:: THE DATA ::
** Begin **

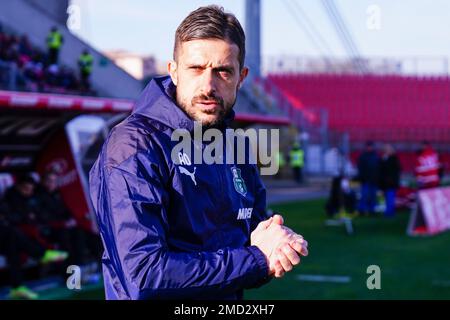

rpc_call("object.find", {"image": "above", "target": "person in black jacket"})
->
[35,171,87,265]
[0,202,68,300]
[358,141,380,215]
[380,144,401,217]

** End **
** Begin **

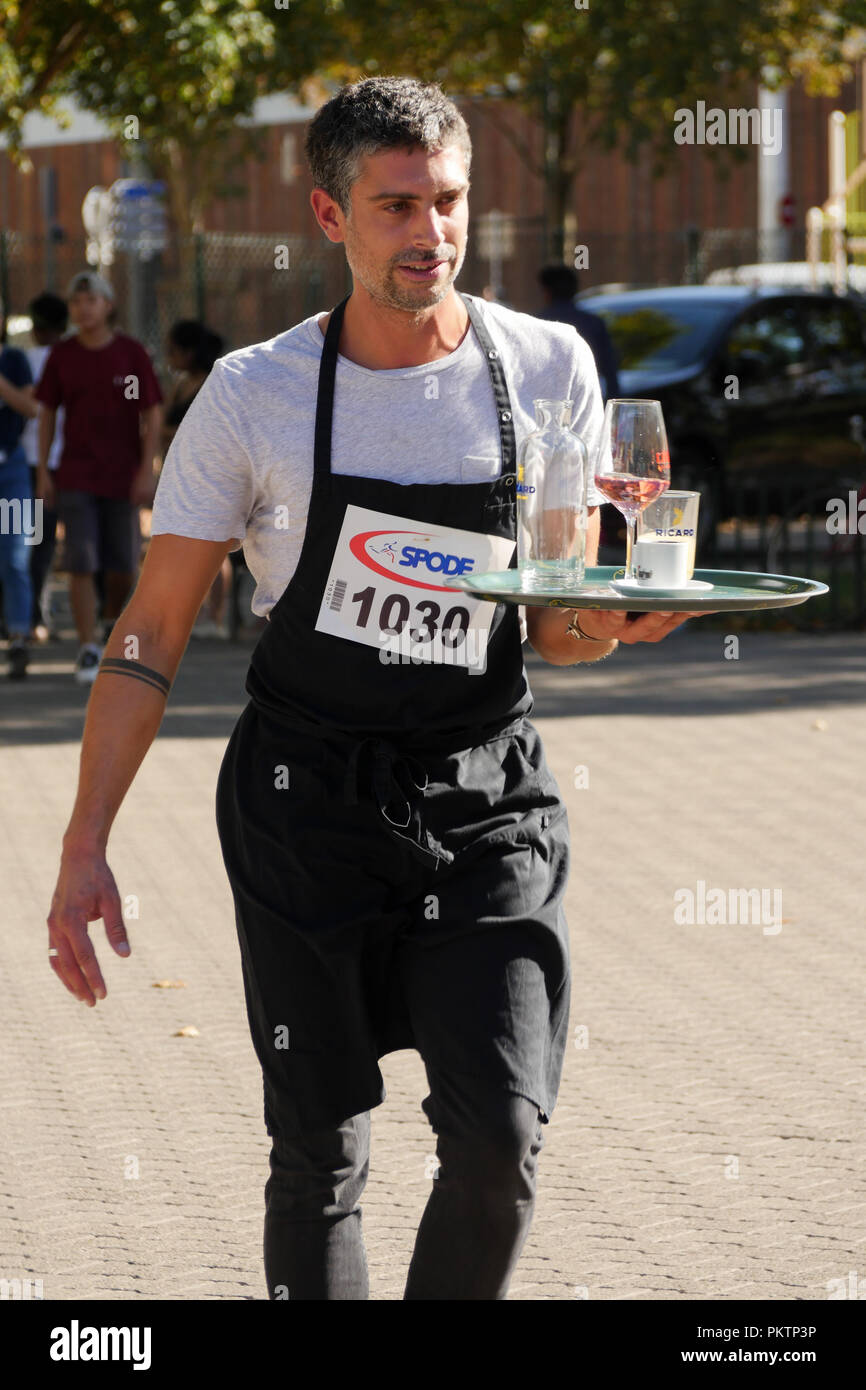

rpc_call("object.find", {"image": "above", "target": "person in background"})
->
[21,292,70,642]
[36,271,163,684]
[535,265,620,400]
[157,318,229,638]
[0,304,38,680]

** End **
** Begin **

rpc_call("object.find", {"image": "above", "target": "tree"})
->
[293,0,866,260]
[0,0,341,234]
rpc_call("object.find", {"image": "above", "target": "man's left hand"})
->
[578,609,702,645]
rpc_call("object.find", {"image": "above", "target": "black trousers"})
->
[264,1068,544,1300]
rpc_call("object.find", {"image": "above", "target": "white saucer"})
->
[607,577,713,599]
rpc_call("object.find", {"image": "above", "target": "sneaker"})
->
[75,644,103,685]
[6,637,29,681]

** End **

:: WHAT IS EXPECTED ::
Gather every line of the material above that contains the word "black", and copy each one in full.

:: WRITTEN ANSWER ::
rpc_call("object.find", {"image": "above", "target": "person in black jacket"})
rpc_call("object.find", {"image": "above", "target": "black trousers"})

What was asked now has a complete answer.